# Instructions to follow
Only the lines from the one containing "roi: pile of squash" to the end of the entries should be written out, each exactly as it stands, both ends included.

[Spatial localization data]
++++++++

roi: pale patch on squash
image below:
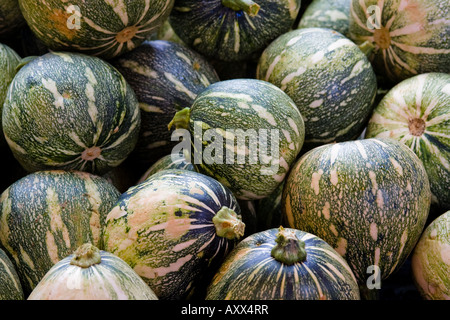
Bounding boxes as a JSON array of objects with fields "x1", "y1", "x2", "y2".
[
  {"x1": 311, "y1": 169, "x2": 324, "y2": 195},
  {"x1": 45, "y1": 231, "x2": 60, "y2": 265}
]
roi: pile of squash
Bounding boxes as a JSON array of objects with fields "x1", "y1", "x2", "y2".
[{"x1": 0, "y1": 0, "x2": 448, "y2": 301}]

++++++++

# Reply
roi: pile of squash
Bounding boxes as a JSON array of objects with fields "x1", "y1", "x2", "y2".
[{"x1": 0, "y1": 0, "x2": 448, "y2": 301}]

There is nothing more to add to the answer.